Friday, 7 November 2025

The Man Who Would Liquidate Labour

In the week, The Times published polling that suggested large number of Liberal Democrat and Green voters would be prepared to support Labour if they were the party best positioned to block Reform from winning a seat. 57% and 46% respectively, to be precise. Crazily, 39% of Lib Dems, 34% of Labour, and 19% of Greens would even vote Tory to keep Reform out. Something Nigel Farage would be grateful for as a lash up between the two is likely, considering the Tory adoption of outright racism, and Farage's new found love for the Tories' oligarch-friendly economics.

Of interest were comments from The Graun's political editor, Pippa Crerar. Reiterating one of Westminster's worst-kept secrets, she said that this polling backed up Morgan McSweeney's view. I.e. That people will vote Labour come what may to keep Farage out of office. The implication is clear. The political direction of the government doesn't need to change. "Even if they hate us, they hate Farage more," said Sweeney McMorgan, a close ally of the Prime Minister's chief of staff.

As recently noted, politically he's no nore a genius than most Labour MPs. He ran Liz Kendall's ill-fated Labour leadership push on a Blairite ticket that he thought would prove popular. And when the parliamentary party were despairing about whether they would ever get their control back, his clever-clever strategy was to build a leadership campaign based around lies. Not once did he offer a political justification, because like the milieu he sprung from he was incapable of doing so. He knew how to ban people from running as Labour candidates, once he had control of the party apparatus. He knew how to expel people. McSweeney also knows how to gloat publicly about what he's done. But win an argument? Do a politics? Not so much. That's why he bounced Keir Starmer into hiring Peter Mandelson, so he could ring up Washington and pick his brains when lies and and bullshit couldn't cut it.

McSweeney's fondness for it's us or Farage underlines his stupidity. This strategy worked so well for the Democrats in the US, and the SPD in Germany. And with Labour attacking its support base and driving them away to the likes of the Greens, there's no reason to believe the result here would be any different. If, for instance, you're a trans person, why would it matter to you whether the government denying you your rights and your health care are Labour or Reform? Or if your disability support is getting cut? Or if housing is out of your reach? Or if their stoking of racism is a matter of degree and not of kind?

None of this matters to Labour's leadership. Should the party get wiped out, a miserable, penurious fate of multiple directorships and nice executive jobs await. Nick Clegg-style options will be available to some of them. Even better from the standpoint of British capital, Starmer's disastrous leadership is on the verge of liquidating organised labour as a political force. Something worth a shower of damehoods, gongs, and knights garter.

The problem McSweeney has that he is willing to push this, but Labour MPs are less keen. They can see the polls. they can see the disintegration of Labour's base tracked in by-elections. They know from their own dire voter ID data the leadership's hubris has opened the door to their nemesis. And they also know that no party or Prime Minister has ever recovered from the terrible ratings that have been posted this year. They should remove Starmer, McSweeney, and this useless cabinet of the crooked, the criminal, and the crap if they want to stand a chance.

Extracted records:
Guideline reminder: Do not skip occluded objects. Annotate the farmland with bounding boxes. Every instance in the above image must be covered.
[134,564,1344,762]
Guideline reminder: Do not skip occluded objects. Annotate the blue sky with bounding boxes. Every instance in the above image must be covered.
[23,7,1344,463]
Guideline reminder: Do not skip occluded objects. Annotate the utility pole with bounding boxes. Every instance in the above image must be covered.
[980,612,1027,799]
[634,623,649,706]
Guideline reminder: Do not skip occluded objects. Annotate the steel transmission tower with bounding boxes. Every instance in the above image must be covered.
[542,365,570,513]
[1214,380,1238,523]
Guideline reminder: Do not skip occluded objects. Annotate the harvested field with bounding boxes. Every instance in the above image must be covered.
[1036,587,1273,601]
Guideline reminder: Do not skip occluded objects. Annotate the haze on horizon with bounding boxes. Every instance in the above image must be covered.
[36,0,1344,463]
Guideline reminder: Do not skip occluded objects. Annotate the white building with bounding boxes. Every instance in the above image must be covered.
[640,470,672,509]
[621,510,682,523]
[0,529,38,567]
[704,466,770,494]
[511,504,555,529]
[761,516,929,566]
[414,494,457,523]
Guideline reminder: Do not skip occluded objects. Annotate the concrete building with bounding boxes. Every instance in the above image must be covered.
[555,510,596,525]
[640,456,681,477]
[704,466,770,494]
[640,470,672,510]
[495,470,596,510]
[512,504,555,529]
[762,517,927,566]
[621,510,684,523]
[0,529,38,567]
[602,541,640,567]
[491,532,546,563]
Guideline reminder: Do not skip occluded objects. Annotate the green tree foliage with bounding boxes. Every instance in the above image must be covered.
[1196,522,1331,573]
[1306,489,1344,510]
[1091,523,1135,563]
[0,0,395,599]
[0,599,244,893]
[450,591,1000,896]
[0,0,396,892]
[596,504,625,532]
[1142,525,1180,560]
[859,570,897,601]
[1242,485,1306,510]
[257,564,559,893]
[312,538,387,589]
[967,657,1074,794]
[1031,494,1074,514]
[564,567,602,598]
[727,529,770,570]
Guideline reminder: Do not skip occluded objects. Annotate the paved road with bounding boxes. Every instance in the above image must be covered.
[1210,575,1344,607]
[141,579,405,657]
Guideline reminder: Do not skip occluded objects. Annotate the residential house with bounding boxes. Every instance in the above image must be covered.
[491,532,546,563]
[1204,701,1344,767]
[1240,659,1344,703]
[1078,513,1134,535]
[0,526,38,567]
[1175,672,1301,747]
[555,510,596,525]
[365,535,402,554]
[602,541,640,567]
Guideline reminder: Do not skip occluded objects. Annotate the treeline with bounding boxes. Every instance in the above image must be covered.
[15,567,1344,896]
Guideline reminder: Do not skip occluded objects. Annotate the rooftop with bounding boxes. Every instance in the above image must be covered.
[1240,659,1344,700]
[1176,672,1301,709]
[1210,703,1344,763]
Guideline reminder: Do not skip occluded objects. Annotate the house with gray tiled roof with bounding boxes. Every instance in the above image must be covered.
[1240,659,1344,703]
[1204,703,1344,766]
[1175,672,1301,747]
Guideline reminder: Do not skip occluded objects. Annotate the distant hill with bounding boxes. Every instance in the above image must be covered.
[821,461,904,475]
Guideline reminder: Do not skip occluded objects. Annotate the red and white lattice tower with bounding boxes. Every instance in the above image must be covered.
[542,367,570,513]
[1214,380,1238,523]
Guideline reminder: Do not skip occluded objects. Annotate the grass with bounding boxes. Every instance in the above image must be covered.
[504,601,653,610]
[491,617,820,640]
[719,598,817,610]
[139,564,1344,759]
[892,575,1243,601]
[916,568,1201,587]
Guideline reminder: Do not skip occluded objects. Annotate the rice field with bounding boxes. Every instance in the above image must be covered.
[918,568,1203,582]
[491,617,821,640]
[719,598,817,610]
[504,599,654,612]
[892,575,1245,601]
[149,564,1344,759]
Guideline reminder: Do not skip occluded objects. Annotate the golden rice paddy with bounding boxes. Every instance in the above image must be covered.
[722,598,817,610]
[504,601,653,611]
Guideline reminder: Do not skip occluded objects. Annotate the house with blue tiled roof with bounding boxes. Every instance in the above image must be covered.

# Problems to solve:
[1] Reproduce the stretch of the piece on Morgan McSweeney and Labour from "Of interest were" through "chief of staff.".
[2] Take the piece on Morgan McSweeney and Labour further, picking up right after its last sentence.

# Task-by-task results:
[1]
Of interest were comments from The Graun's political editor, Pippa Crerar. Reiterating one of Westminster's worst-kept secrets, she said that this polling backed up Morgan McSweeney's view. I.e. That people will vote Labour come what may to keep Farage out of office. The implication is clear. The political direction of the government doesn't need to change. "Even if they hate us, they hate Farage more," said Sweeney McMorgan, a close ally of the Prime Minister's chief of staff.

[2]
7 comments:

Anonymous said...

I doubt Labour MPs will 'get rid of' McSweeney, Starmer et al in the kind of wholesale way you suggest. They will probably dislodge Starmer after the May elections, but the soft left are timid, so will dither until it's too late to make the necessary sweeping changes to the party machine that could potentially still make them a significant force at the next election. 2029 is - for better or worse - going to be a disastrous meltdown for the party.

Anonymous said...

This post is void of politics outside the Westminster bubble! Radical left politics is fermenting all over the disunited UK kingdom! Energy and synergy are with the Nationalist, Greens, Independents and Socialists from Your Party to various Left Wing parties!

Anonymous said...

As ever, an undeniably insightful post cutting through to the core of the matter. But. Where in the PLP does that alternative come from? Aren’t the right so entrenched that if Starmer and chums get turfed out who the hell is there left to have the mettle to step up to the job of offering hope as a message? Portion of Streeting anyone? No, me neither…

Jonathan Potts said...

I enjoyed this (sorry to say 😀). Especially "Sweeney McMorgan" and hubris/nemesis.

Anonymous said...

if they were the party best positioned to block Reform from winning a seat

That conditional seems like it may be important.

If it doesn't look like significant numbers of people around them are going to vote Labour, lib dem and green voters probably won't either, even if Reform are at the gates. Are there enough places left where Labour can possibly generate that critical mass of enthusiasm, along its present trajectory?

McSweeney had to do something to defend his position, and that poll seems like exactly the kind of thing which he'd be pulling in his favours to generate in order to do so.

Closer to D-day, in the horrible event that he is still burrowed into the party like an insatiable tick, he might try to convince doomed (and by that time, deserving of it) Labour backbenchers that a well-funded astroturfing campaign can save their bacon - by convincing voters with nose pegs at the ready that their neighbours are planning to vote Labour.

McIntosh said...

This belief in tactical voting sounds like Morgan McGenius trying to keep Labour MPs spirits up. Compass has been trying to promote it for 30 years. There seems little evidence of it actually occurring in practice. The Tories won the 'red wall' seats in 2019 because Labour voters didn't vote. Labour won in 2024 because Reform split the Right.
Voters, in the main, don't sit and work out how to vote tactically.

Aimit Palemglad said...

I am going to admit that I don't know what the 'typical' voter will do in 2029. I think part of the problem is that typical voters don't really exist now, if they ever did. We all love to share our wisdom and insight into what other people are thinking but the truth is we struggle to predict what we will be thinking in 4 years. What chance that we have a clue about everyone else?

What I can say is that I am currently of the view that Starmer is the worst PM since the last one, who was the worst since the one before, and so on back to ... probably Gordon Brown. In fairness to Cameron he was probably better than Truss or Johnson, and probably Starmer, although his responsibility for initiating the whole Brexit fiasco does raise (or lower?) the bar.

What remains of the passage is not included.